> _EXERCISE TASK_: Write out, character for character, the line containing "Each instance receives one keypoint. Mark the cabin" and all lines after it up to the end of the listing.

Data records
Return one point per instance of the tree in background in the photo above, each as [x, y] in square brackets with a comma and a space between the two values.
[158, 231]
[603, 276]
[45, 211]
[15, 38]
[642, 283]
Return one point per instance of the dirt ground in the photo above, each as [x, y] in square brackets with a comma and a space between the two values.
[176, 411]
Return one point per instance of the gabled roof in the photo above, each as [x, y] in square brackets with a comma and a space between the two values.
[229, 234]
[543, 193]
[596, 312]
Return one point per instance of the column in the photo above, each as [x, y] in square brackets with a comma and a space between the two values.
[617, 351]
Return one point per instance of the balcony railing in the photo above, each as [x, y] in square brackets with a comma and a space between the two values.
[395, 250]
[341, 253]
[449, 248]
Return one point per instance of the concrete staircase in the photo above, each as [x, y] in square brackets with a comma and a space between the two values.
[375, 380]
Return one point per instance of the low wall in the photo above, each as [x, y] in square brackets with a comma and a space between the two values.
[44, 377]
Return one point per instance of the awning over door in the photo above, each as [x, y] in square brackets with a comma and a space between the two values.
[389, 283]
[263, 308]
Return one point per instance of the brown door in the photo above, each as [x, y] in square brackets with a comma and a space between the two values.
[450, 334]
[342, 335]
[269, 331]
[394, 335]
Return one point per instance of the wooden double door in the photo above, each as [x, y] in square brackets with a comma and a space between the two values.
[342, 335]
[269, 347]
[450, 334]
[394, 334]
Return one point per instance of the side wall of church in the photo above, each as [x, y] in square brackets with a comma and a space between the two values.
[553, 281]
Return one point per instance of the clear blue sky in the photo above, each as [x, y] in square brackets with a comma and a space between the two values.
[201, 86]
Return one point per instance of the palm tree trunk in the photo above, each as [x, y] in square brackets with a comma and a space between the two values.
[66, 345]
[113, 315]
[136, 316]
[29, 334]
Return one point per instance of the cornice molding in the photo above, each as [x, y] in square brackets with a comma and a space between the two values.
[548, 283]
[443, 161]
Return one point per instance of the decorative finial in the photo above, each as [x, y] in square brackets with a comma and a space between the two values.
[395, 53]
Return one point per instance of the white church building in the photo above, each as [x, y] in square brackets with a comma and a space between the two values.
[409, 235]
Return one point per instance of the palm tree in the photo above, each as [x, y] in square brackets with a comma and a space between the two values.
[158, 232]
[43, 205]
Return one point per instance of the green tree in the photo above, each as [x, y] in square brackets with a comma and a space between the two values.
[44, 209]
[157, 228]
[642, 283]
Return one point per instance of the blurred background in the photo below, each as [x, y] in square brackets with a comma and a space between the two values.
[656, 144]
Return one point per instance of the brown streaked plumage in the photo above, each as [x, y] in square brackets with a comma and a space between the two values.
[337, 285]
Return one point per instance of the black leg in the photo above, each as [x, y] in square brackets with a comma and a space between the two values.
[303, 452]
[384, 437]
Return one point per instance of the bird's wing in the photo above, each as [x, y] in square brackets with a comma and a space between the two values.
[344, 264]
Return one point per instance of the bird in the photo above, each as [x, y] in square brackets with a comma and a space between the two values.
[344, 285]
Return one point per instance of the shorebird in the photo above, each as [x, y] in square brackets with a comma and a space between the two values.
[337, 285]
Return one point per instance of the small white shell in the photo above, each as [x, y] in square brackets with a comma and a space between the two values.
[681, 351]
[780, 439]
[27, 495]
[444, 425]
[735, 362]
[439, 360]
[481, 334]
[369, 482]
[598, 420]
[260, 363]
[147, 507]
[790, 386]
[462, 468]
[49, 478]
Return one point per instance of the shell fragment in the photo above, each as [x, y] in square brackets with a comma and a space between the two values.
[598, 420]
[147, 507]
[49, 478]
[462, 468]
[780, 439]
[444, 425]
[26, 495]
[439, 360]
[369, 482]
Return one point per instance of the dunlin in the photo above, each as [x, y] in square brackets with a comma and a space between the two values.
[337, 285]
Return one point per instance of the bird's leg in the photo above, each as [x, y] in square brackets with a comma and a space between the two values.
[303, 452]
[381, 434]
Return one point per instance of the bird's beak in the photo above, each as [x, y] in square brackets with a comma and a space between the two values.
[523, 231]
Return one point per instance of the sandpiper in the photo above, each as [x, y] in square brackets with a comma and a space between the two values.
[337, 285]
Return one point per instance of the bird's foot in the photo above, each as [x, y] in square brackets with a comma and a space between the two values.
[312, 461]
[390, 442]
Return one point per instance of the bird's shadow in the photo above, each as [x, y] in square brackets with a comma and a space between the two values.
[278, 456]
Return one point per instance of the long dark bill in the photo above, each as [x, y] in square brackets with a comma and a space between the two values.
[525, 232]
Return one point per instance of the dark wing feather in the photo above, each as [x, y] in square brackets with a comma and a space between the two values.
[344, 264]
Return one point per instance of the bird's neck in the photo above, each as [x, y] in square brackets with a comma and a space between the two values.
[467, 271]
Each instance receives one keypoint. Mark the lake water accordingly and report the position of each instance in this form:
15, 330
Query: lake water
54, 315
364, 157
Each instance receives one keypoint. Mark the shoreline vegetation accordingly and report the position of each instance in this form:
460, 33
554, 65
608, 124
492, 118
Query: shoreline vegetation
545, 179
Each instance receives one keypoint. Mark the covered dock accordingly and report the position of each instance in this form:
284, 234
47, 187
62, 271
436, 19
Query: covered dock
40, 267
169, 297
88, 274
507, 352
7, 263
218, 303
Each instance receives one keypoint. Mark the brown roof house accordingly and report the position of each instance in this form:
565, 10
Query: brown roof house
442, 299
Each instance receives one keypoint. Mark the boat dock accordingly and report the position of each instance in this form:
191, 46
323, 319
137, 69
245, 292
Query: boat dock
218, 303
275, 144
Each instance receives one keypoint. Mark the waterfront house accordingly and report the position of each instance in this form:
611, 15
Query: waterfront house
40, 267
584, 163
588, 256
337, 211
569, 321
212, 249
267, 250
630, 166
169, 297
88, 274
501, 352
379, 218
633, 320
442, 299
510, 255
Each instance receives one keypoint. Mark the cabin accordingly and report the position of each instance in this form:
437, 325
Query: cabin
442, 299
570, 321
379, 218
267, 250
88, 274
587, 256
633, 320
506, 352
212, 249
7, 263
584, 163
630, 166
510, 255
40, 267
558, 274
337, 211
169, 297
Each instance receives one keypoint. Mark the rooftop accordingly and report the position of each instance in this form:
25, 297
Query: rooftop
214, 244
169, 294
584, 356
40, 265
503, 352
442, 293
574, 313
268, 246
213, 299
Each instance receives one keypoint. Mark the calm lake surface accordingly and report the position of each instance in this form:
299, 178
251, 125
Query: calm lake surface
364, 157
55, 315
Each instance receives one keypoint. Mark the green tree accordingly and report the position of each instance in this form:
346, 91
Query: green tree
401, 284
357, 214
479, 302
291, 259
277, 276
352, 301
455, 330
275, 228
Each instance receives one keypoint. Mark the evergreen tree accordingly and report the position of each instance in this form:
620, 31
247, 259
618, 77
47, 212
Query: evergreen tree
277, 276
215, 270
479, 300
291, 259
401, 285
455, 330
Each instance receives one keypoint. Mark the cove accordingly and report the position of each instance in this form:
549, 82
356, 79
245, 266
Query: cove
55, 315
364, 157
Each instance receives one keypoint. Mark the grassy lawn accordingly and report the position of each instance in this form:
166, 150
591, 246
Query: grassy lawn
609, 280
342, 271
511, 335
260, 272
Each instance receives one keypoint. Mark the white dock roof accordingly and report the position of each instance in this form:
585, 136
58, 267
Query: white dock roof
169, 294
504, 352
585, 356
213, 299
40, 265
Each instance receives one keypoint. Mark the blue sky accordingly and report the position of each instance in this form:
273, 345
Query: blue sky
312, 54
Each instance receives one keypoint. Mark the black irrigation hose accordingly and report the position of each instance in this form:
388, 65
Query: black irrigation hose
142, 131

> _ANSWER IN FULL_:
Each instance receives one keypoint. Mark the cabin accordingly and report the position of each instance in this form:
437, 325
Query: cabin
442, 299
570, 321
379, 218
267, 250
88, 274
587, 256
633, 320
506, 352
212, 249
7, 263
584, 163
630, 166
510, 255
40, 267
558, 274
337, 211
169, 297
Each instance receives one keypoint. Mark the rooftop accordingly and report the position of each instance in this form:
25, 297
Query: rooftop
214, 244
169, 294
584, 356
40, 265
503, 352
442, 293
574, 313
268, 246
213, 299
Each instance receives one keypoint. Mark the calm lake surface accordingly and report the position of each instance in this form:
299, 178
251, 125
Query: calm lake surface
364, 157
55, 315
Each instance receives one keypoint. Mark the green tree accordingly and report the position of each instance in this form:
346, 91
Query: green tree
401, 284
357, 214
479, 302
291, 259
277, 276
352, 301
455, 330
275, 228
Each instance receives one keypoint. Mark the evergreen tree accordingly and report the position of each instance in this form:
620, 31
247, 259
618, 77
47, 212
Query: evergreen tree
277, 276
215, 270
479, 300
291, 259
401, 285
455, 330
Each instance receives one keypoint. Mark the cove accordingly and report the position of each instance in this form:
549, 82
356, 79
245, 266
Query: cove
55, 315
364, 157
Each instance receives one keypoint. Mark the grassy lawn accordingly and report the position of each instance in this form:
166, 150
591, 246
Query: grassy lawn
609, 280
342, 271
511, 335
260, 272
Each instance receives one keypoint. Mark the white dock roof accordingly and report the position of each instance in this form:
585, 136
58, 267
Query: white dock roof
169, 294
504, 352
585, 356
213, 299
40, 265
Each instance receives one keypoint. Mark the blue sky accordingly and report the position of each instance in this form:
273, 345
Query: blue sky
312, 54
Each instance receives one keypoint. Mark the black irrigation hose accordingly and report the position of each instance in this form:
388, 65
Query: black irrigation hose
142, 131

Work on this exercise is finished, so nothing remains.